Task details
The lines wanted run from the first one below through the one with "Task: Expected behaviour is that every instance of the gloved". Return them exactly.

Saved entries
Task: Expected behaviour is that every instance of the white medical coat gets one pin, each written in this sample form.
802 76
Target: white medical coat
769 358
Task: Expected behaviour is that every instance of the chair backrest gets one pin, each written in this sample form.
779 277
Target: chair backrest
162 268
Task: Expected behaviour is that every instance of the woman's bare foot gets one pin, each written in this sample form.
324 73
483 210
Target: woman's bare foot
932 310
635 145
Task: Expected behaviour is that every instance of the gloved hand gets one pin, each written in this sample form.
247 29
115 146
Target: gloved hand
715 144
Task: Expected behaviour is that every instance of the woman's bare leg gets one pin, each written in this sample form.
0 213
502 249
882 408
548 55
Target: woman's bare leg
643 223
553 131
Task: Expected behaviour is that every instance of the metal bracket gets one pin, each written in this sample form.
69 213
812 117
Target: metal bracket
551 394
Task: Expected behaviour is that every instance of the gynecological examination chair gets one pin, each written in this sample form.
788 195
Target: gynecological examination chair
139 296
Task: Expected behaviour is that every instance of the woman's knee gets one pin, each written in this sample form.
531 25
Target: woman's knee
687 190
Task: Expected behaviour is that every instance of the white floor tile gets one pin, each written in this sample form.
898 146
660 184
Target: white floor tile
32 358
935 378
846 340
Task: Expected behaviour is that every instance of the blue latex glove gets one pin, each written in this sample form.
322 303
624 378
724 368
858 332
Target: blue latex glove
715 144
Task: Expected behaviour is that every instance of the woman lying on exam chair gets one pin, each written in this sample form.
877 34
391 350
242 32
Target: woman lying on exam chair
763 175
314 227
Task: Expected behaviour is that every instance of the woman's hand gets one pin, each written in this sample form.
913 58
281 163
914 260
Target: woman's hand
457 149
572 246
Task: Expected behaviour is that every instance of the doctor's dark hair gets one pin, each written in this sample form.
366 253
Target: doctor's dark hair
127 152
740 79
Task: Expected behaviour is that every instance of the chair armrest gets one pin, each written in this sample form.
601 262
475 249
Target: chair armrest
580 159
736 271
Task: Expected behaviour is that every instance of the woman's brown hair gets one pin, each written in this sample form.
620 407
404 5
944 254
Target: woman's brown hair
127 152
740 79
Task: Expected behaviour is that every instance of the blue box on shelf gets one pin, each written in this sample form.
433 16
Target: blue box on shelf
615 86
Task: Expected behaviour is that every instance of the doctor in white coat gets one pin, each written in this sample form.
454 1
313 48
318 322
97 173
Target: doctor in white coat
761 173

Answer to this problem
Task: Expected behaviour is that every instance of the white medical coat gets one pin, each written in this sample form.
802 76
Target: white medical coat
769 358
Task: Expected behaviour is that every instance of the chair backrest gets one pin, each written in this sample form.
779 277
Target: chair backrest
162 268
Task: Expected behaviour is that every instance of the woman's bare foot gets one pin, each written in this sample form.
324 73
483 210
Target: woman's bare foot
932 310
635 145
Task: Expected behaviour is that every instance of the gloved hand gets one pin, each written in this sample form.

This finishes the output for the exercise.